# [Exercise directions]
Copy out the essay revision checklist below word for word, from the first line to the last.

# [Source passage]
● ● ● ●

Name: ______

Class Color: ______

Date: ______

Revising your LBQ Essay

Organization

  • Highlight your position/thesis statement (your claim).
  • Highlight your “baby thesis” (topic sentence) for each body paragraph.
  • Make sure each baby thesis supports the thesis/claim statement.
  • Do all detail sentences support the topic sentences?

Vary your sentence beginnings

On a separate sheet of paper, write down the first four words of each sentence in your essay. Change sentences that begin with the same word in a paragraph. use ideas in Style Builders to help you vary how you begin sentences. (Example: start with a prepositional phrase, infinitive phrase, or a participial phrase.)

Verbs

  • Use Active Verbs—highlight all forms of “be” (is, are, was, were, am, be, been, being)
  • Try to write in the active voice. You can avoid many “be” verbs this way. Instead of saying “The schedule was passed by the school board.” say “The school board passed the schedule.” Have your subject doing the action of the verb.
  • Replace any overused verbs. Replace “get” “got” “getting” “gotten” “have” “said”

Pronouns

  • Eliminate all first person pronouns (I, we, us, my…). Write in third person (he, she, they, them…)
  • Do not use “you.” Replace all forms of you and your.
  • All pronouns have antecedents. An antecedent is the noun that the pronoun refers to or replaces. Pronouns must agree with their antecedents.
  • Check to see if the pronoun agrees with its antecedent in person, number, and gender. Place a check mark above all pronouns to show you have checked the agreement.

Highlight your transition words

If you do not find enough transition words, add some. See your handout from class for persuasive writing signal words. It should be in your keepers section.

● ● ● ●

# [Dataset section]
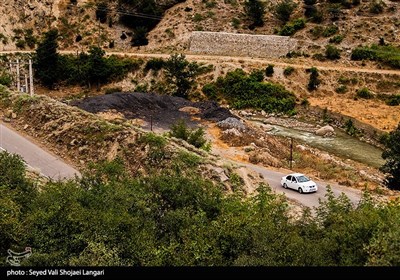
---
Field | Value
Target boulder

● ● ● ●

# [Answer below]
Name: ______

Class Color: ______

Date: ______

Revising your LBQ Essay

Organization

  • Highlight your position/thesis statement (your claim).
  • Highlight your “baby thesis” (topic sentence) for each body paragraph.
  • Make sure each baby thesis supports the thesis/claim statement.
  • Do all detail sentences support the topic sentences?

Vary your sentence beginnings

On a separate sheet of paper, write down the first four words of each sentence in your essay. Change sentences that begin with the same word in a paragraph. use ideas in Style Builders to help you vary how you begin sentences. (Example: start with a prepositional phrase, infinitive phrase, or a participial phrase.)

Verbs

  • Use Active Verbs—highlight all forms of “be” (is, are, was, were, am, be, been, being)
  • Try to write in the active voice. You can avoid many “be” verbs this way. Instead of saying “The schedule was passed by the school board.” say “The school board passed the schedule.” Have your subject doing the action of the verb.
  • Replace any overused verbs. Replace “get” “got” “getting” “gotten” “have” “said”

Pronouns

  • Eliminate all first person pronouns (I, we, us, my…). Write in third person (he, she, they, them…)
  • Do not use “you.” Replace all forms of you and your.
  • All pronouns have antecedents. An antecedent is the noun that the pronoun refers to or replaces. Pronouns must agree with their antecedents.
  • Check to see if the pronoun agrees with its antecedent in person, number, and gender. Place a check mark above all pronouns to show you have checked the agreement.

Highlight your transition words

If you do not find enough transition words, add some. See your handout from class for persuasive writing signal words. It should be in your keepers section.